__STATED PROBLEM__:
Put every line of the records below into a Markdown table with two columns, Row and Line. Number the rows in order and leave out any blank lines.

────────────────

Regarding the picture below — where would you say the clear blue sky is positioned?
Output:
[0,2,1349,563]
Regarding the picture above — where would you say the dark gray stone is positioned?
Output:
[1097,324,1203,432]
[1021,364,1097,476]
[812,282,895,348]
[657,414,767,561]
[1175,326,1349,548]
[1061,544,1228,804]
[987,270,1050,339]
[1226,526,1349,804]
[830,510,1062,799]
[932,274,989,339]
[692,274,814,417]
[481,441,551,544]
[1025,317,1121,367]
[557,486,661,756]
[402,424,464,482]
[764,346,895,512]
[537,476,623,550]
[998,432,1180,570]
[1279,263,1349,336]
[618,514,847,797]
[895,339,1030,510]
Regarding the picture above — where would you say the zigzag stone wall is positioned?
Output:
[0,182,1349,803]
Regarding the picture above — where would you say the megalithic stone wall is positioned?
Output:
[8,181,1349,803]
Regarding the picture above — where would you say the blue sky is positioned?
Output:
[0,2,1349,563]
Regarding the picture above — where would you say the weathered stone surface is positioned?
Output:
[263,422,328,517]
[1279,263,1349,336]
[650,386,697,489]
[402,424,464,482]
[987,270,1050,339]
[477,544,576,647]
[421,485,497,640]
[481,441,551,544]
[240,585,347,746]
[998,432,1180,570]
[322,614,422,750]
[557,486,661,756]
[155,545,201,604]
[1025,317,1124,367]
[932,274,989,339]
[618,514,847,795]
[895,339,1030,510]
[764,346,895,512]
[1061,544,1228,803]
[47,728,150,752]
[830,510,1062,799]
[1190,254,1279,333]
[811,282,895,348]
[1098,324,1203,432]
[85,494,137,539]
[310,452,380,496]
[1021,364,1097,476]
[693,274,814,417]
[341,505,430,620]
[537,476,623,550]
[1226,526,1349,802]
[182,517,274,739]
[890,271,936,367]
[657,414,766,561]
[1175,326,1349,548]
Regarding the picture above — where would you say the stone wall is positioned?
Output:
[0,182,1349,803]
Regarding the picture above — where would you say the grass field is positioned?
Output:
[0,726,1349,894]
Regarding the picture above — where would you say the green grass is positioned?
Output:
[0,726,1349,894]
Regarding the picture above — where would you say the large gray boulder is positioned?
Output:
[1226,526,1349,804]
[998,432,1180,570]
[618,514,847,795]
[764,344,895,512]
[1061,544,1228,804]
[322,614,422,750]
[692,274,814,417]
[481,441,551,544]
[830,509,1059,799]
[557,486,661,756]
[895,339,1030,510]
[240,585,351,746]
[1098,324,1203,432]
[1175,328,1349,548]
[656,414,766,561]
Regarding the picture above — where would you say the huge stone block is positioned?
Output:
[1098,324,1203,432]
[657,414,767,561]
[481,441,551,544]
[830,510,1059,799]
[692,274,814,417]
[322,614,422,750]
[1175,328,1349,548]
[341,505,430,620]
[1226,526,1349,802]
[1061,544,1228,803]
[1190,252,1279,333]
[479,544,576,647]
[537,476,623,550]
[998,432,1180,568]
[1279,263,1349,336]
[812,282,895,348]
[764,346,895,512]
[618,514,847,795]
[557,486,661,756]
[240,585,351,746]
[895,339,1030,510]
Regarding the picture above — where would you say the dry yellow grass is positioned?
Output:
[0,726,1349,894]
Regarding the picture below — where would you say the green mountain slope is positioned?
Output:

────────────────

__WRITTEN RESPONSE__:
| Row | Line |
|---|---|
| 1 | Regarding the picture below — where would you say the clear blue sky is positioned? |
| 2 | Output: |
| 3 | [0,2,1349,563] |
| 4 | Regarding the picture above — where would you say the dark gray stone is positioned? |
| 5 | Output: |
| 6 | [1097,324,1203,432] |
| 7 | [1021,364,1097,476] |
| 8 | [812,282,895,348] |
| 9 | [657,414,767,561] |
| 10 | [1175,326,1349,548] |
| 11 | [1061,544,1228,804] |
| 12 | [987,270,1050,339] |
| 13 | [1226,526,1349,804] |
| 14 | [830,510,1062,799] |
| 15 | [932,274,989,339] |
| 16 | [692,274,814,417] |
| 17 | [481,441,551,544] |
| 18 | [1025,317,1121,367] |
| 19 | [557,486,661,756] |
| 20 | [402,424,464,482] |
| 21 | [764,346,895,512] |
| 22 | [537,476,623,550] |
| 23 | [998,432,1180,570] |
| 24 | [1279,263,1349,336] |
| 25 | [618,514,847,797] |
| 26 | [895,339,1030,510] |
| 27 | Regarding the picture above — where would you say the zigzag stone wall is positioned? |
| 28 | Output: |
| 29 | [0,182,1349,803] |
| 30 | Regarding the picture above — where would you say the megalithic stone wall is positioned? |
| 31 | Output: |
| 32 | [8,181,1349,803] |
| 33 | Regarding the picture above — where would you say the blue sky is positioned? |
| 34 | Output: |
| 35 | [0,2,1349,563] |
| 36 | Regarding the picture above — where would you say the weathered stone surface is positioned? |
| 37 | Output: |
| 38 | [263,422,328,517] |
| 39 | [1279,263,1349,336] |
| 40 | [650,386,697,489] |
| 41 | [402,424,464,482] |
| 42 | [987,270,1050,339] |
| 43 | [477,544,576,647] |
| 44 | [421,485,497,640] |
| 45 | [481,441,551,544] |
| 46 | [240,585,347,746] |
| 47 | [998,432,1180,570] |
| 48 | [322,614,422,750] |
| 49 | [557,486,661,756] |
| 50 | [155,545,201,604] |
| 51 | [1025,317,1124,367] |
| 52 | [932,274,989,339] |
| 53 | [618,514,847,795] |
| 54 | [895,339,1030,510] |
| 55 | [764,346,895,512] |
| 56 | [1061,544,1228,803] |
| 57 | [47,728,150,752] |
| 58 | [830,510,1062,799] |
| 59 | [1190,254,1279,333] |
| 60 | [811,282,895,348] |
| 61 | [1098,324,1203,432] |
| 62 | [85,494,137,539] |
| 63 | [310,452,380,496] |
| 64 | [1021,364,1097,476] |
| 65 | [693,274,814,417] |
| 66 | [341,505,430,620] |
| 67 | [537,476,623,550] |
| 68 | [1226,526,1349,802] |
| 69 | [182,517,274,739] |
| 70 | [890,271,936,367] |
| 71 | [657,414,766,561] |
| 72 | [1175,326,1349,548] |
| 73 | Regarding the picture above — where would you say the stone wall is positioned? |
| 74 | Output: |
| 75 | [0,182,1349,803] |
| 76 | Regarding the picture above — where would you say the grass field is positioned? |
| 77 | Output: |
| 78 | [0,726,1349,894] |
| 79 | Regarding the picture above — where would you say the green grass is positioned? |
| 80 | Output: |
| 81 | [0,726,1349,894] |
| 82 | Regarding the picture above — where would you say the large gray boulder is positioned? |
| 83 | Output: |
| 84 | [1226,526,1349,804] |
| 85 | [998,432,1180,570] |
| 86 | [618,514,847,795] |
| 87 | [764,344,895,512] |
| 88 | [1061,544,1228,804] |
| 89 | [322,614,422,750] |
| 90 | [692,274,814,417] |
| 91 | [481,441,551,544] |
| 92 | [830,509,1059,799] |
| 93 | [557,486,661,756] |
| 94 | [895,339,1030,510] |
| 95 | [240,585,351,746] |
| 96 | [1098,324,1203,432] |
| 97 | [1175,328,1349,548] |
| 98 | [656,414,766,561] |
| 99 | Regarding the picture above — where would you say the huge stone block is positioned? |
| 100 | Output: |
| 101 | [1098,324,1203,432] |
| 102 | [657,414,767,561] |
| 103 | [481,441,551,544] |
| 104 | [830,510,1059,799] |
| 105 | [692,274,814,417] |
| 106 | [322,614,422,750] |
| 107 | [1175,328,1349,548] |
| 108 | [341,505,430,620] |
| 109 | [1226,526,1349,802] |
| 110 | [1061,544,1228,803] |
| 111 | [1190,252,1279,333] |
| 112 | [479,544,576,647] |
| 113 | [537,476,623,550] |
| 114 | [998,432,1180,568] |
| 115 | [1279,263,1349,336] |
| 116 | [812,282,895,348] |
| 117 | [764,346,895,512] |
| 118 | [618,514,847,795] |
| 119 | [557,486,661,756] |
| 120 | [240,585,351,746] |
| 121 | [895,339,1030,510] |
| 122 | Regarding the picture above — where would you say the dry yellow grass is positioned? |
| 123 | Output: |
| 124 | [0,726,1349,894] |
| 125 | Regarding the picture below — where would you say the green mountain slope is positioned? |
| 126 | Output: |